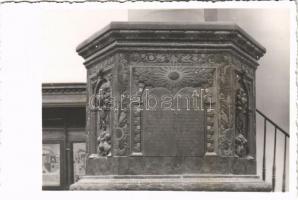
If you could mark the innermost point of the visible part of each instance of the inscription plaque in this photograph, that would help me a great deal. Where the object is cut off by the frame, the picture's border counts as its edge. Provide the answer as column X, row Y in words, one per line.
column 176, row 132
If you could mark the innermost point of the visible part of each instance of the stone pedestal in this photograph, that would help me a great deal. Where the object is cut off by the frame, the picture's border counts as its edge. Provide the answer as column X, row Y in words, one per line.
column 171, row 107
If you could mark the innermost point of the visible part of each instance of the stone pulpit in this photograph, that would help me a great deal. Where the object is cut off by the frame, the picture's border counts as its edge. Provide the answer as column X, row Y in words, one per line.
column 171, row 107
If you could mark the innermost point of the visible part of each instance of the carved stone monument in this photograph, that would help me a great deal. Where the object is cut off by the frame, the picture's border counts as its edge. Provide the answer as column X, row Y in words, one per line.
column 171, row 107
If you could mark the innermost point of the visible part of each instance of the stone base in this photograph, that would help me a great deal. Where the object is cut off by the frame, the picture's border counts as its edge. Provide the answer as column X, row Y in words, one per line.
column 173, row 182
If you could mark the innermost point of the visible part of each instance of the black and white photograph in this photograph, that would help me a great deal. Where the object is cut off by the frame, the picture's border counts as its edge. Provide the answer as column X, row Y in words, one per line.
column 179, row 98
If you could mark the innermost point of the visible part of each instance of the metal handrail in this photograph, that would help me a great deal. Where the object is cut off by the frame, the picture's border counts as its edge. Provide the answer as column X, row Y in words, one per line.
column 273, row 123
column 286, row 136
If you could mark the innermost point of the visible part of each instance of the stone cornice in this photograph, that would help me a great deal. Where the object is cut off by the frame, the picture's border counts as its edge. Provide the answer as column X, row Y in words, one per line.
column 199, row 35
column 63, row 88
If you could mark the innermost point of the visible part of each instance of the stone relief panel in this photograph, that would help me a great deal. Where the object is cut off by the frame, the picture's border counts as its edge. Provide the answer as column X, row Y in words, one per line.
column 174, row 72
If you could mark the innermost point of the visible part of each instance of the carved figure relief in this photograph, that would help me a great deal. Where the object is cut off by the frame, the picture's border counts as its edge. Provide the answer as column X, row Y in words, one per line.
column 122, row 114
column 225, row 138
column 242, row 118
column 103, row 91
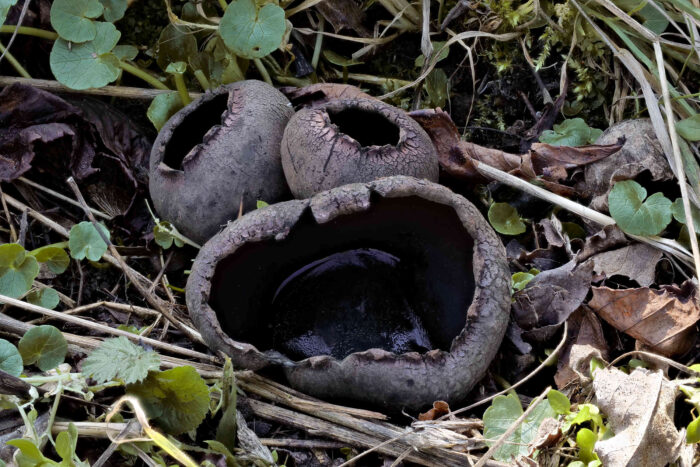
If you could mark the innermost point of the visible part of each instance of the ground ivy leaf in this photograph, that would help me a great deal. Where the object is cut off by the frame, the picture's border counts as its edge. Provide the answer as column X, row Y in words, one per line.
column 85, row 242
column 10, row 359
column 119, row 358
column 90, row 64
column 5, row 6
column 689, row 128
column 252, row 33
column 72, row 19
column 505, row 219
column 17, row 270
column 633, row 213
column 55, row 257
column 502, row 413
column 177, row 399
column 43, row 345
column 114, row 9
column 45, row 297
column 571, row 132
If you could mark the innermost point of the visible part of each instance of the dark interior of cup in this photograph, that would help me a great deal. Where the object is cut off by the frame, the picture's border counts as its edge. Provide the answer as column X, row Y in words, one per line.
column 397, row 276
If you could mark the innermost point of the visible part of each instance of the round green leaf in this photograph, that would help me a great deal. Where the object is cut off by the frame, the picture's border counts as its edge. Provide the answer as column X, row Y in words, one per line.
column 163, row 107
column 634, row 214
column 689, row 128
column 85, row 242
column 559, row 402
column 505, row 219
column 17, row 270
column 178, row 399
column 5, row 6
column 114, row 9
column 175, row 45
column 252, row 33
column 56, row 258
column 43, row 345
column 45, row 297
column 72, row 19
column 10, row 359
column 88, row 65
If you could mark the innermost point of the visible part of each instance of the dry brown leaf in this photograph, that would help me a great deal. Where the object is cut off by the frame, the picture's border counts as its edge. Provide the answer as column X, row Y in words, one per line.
column 663, row 320
column 584, row 341
column 639, row 407
column 636, row 262
column 641, row 152
column 439, row 409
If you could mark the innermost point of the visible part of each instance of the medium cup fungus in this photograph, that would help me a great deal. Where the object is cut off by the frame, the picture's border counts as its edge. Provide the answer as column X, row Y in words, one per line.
column 353, row 140
column 217, row 154
column 394, row 292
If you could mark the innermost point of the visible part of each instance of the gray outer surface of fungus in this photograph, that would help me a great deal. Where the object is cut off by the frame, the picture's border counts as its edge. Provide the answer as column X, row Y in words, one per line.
column 318, row 156
column 237, row 159
column 375, row 376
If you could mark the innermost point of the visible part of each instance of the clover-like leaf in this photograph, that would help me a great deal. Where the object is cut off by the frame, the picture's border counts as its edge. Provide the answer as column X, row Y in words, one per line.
column 45, row 297
column 502, row 413
column 119, row 358
column 85, row 242
column 634, row 212
column 505, row 219
column 10, row 359
column 90, row 64
column 163, row 107
column 73, row 19
column 55, row 258
column 5, row 6
column 572, row 132
column 17, row 270
column 689, row 128
column 43, row 345
column 177, row 399
column 114, row 9
column 252, row 33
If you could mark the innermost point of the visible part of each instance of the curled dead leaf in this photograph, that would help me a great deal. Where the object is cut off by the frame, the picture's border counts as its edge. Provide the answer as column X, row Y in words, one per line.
column 663, row 320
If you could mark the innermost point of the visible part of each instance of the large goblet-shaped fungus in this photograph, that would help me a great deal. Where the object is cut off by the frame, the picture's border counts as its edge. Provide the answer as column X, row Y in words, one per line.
column 394, row 292
column 353, row 140
column 217, row 153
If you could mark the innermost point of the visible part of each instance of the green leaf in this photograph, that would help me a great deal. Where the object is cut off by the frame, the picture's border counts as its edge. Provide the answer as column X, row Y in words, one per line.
column 163, row 107
column 502, row 413
column 175, row 45
column 5, row 6
column 177, row 399
column 572, row 132
column 252, row 33
column 585, row 439
column 45, row 297
column 10, row 359
column 437, row 45
column 163, row 235
column 635, row 213
column 17, row 270
column 520, row 279
column 119, row 358
column 559, row 402
column 90, row 64
column 43, row 345
column 689, row 128
column 85, row 242
column 125, row 52
column 693, row 432
column 73, row 19
column 55, row 257
column 114, row 9
column 505, row 219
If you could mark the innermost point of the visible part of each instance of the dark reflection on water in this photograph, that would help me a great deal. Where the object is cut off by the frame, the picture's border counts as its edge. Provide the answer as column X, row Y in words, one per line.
column 351, row 301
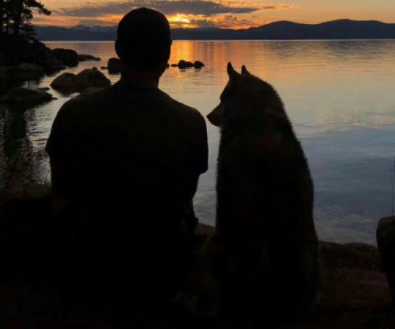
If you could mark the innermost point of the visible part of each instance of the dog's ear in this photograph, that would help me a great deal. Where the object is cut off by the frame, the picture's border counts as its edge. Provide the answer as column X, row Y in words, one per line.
column 244, row 71
column 232, row 73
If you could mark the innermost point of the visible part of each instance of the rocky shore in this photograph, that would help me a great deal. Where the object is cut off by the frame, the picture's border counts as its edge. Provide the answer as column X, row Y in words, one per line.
column 23, row 60
column 354, row 291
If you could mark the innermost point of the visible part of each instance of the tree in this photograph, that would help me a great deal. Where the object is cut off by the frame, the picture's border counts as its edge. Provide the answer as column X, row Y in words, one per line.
column 19, row 13
column 2, row 13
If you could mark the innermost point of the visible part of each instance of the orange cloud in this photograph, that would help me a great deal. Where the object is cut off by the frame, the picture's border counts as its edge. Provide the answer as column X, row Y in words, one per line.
column 181, row 13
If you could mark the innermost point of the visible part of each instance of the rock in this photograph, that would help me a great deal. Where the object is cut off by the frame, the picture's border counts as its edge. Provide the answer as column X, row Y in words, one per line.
column 65, row 83
column 114, row 66
column 184, row 64
column 84, row 58
column 385, row 236
column 91, row 78
column 89, row 91
column 198, row 65
column 26, row 97
column 28, row 71
column 68, row 57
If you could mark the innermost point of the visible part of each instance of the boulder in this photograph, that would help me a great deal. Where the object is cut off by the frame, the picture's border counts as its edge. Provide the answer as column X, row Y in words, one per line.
column 67, row 57
column 84, row 58
column 198, row 65
column 114, row 66
column 385, row 236
column 184, row 64
column 27, row 71
column 26, row 97
column 91, row 78
column 90, row 91
column 65, row 83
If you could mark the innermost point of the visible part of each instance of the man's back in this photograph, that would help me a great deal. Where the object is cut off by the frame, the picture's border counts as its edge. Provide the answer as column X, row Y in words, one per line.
column 128, row 149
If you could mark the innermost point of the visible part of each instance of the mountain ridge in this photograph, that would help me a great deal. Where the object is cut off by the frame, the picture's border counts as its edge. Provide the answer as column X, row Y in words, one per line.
column 281, row 30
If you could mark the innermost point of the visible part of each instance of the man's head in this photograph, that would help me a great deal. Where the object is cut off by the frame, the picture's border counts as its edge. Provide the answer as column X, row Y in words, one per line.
column 144, row 41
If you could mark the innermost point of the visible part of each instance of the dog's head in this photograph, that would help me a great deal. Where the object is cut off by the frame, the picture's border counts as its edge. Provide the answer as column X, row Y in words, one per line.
column 240, row 96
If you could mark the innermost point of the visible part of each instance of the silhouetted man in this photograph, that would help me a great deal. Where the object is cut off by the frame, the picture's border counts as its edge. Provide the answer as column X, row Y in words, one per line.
column 126, row 160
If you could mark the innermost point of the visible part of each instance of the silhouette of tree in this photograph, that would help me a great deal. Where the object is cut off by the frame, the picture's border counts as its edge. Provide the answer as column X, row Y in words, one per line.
column 2, row 13
column 16, row 15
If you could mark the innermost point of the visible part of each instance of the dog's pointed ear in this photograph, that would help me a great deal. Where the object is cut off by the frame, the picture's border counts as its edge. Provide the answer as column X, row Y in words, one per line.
column 244, row 71
column 232, row 73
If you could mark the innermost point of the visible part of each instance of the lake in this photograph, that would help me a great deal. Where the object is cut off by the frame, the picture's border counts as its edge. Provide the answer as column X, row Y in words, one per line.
column 339, row 96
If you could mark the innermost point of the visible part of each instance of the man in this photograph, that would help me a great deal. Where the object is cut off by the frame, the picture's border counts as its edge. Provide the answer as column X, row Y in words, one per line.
column 126, row 160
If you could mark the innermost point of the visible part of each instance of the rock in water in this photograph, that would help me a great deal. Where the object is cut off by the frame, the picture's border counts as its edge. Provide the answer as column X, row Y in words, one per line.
column 84, row 58
column 386, row 242
column 67, row 56
column 26, row 97
column 184, row 64
column 91, row 78
column 198, row 64
column 114, row 66
column 30, row 70
column 65, row 83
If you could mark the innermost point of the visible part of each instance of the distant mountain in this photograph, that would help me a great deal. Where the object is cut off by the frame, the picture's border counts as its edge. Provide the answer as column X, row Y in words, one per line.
column 284, row 30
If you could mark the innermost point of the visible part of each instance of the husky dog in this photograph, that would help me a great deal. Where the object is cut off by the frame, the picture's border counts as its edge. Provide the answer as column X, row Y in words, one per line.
column 264, row 203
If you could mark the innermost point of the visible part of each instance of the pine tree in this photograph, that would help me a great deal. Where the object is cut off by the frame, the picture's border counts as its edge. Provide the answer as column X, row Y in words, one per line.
column 20, row 12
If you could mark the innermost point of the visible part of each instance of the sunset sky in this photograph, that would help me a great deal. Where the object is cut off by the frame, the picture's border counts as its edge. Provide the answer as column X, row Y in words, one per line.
column 224, row 14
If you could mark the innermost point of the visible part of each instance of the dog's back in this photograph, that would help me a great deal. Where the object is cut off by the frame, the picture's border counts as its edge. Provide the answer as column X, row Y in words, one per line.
column 265, row 199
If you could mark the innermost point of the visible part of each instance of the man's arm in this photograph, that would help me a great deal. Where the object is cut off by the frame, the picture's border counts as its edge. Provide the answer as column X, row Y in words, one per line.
column 59, row 148
column 200, row 155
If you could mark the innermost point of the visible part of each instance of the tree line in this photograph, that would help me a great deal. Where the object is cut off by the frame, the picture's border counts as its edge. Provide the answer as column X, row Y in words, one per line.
column 16, row 16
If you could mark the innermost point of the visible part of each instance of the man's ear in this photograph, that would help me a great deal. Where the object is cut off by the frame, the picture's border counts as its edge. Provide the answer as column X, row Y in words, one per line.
column 215, row 116
column 233, row 75
column 117, row 48
column 244, row 71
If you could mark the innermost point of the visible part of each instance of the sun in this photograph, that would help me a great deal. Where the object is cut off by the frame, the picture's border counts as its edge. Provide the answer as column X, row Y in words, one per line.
column 180, row 20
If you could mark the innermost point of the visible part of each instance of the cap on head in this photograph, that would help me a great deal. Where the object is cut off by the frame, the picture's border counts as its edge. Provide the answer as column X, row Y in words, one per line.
column 143, row 39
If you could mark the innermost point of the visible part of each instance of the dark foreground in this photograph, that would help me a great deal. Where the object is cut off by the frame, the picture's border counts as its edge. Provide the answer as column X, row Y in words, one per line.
column 354, row 290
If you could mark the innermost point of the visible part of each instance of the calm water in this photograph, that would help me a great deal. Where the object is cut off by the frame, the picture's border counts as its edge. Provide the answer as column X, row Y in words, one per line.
column 339, row 95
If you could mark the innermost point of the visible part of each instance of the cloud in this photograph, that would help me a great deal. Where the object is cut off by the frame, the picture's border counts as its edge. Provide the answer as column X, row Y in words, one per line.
column 187, row 7
column 233, row 22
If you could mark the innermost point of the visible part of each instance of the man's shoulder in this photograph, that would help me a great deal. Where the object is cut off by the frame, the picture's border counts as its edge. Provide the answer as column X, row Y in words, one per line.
column 91, row 99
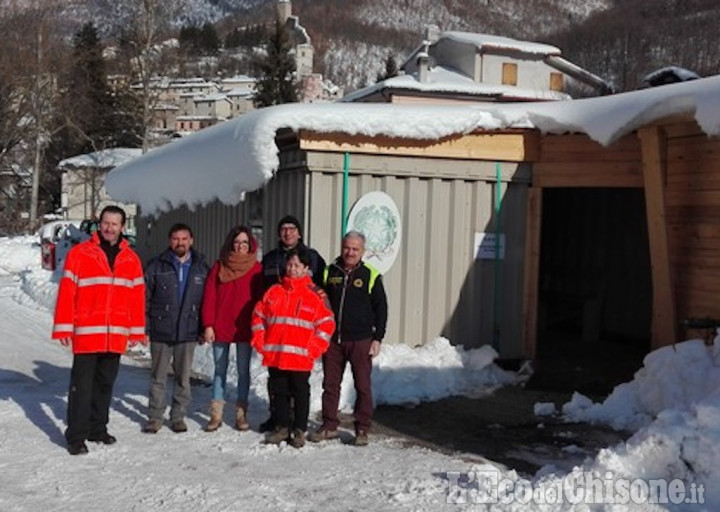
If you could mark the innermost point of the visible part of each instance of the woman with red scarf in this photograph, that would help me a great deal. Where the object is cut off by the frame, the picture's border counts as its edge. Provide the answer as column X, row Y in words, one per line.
column 292, row 326
column 234, row 285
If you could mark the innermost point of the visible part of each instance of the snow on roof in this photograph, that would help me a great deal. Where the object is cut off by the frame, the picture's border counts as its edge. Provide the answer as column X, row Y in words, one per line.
column 221, row 162
column 442, row 79
column 486, row 41
column 105, row 159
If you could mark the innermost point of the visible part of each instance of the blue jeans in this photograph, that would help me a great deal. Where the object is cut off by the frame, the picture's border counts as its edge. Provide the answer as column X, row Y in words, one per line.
column 221, row 355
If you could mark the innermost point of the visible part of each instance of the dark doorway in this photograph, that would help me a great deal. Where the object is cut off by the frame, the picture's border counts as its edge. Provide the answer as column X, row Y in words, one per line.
column 595, row 289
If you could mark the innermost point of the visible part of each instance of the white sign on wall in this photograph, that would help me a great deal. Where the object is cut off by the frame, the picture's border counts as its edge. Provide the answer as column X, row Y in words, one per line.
column 376, row 216
column 488, row 246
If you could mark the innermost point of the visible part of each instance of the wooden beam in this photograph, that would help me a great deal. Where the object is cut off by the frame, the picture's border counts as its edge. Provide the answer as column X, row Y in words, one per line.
column 532, row 272
column 665, row 328
column 515, row 146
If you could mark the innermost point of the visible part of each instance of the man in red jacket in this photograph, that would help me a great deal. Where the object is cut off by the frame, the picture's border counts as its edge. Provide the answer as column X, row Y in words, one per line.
column 100, row 307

Task details → From the line holding "in red jacket" down to the final line above, quote every line exactly and only those lines.

Expected output →
If you could mark the innermost point of the visible part of each instance of the man in red jacket in this photograph, that would help me a great deal. Where the object is cut off by the frame, the picture's border counts as its edge. Provide the answer as column X, row Y in words, one per line.
column 100, row 307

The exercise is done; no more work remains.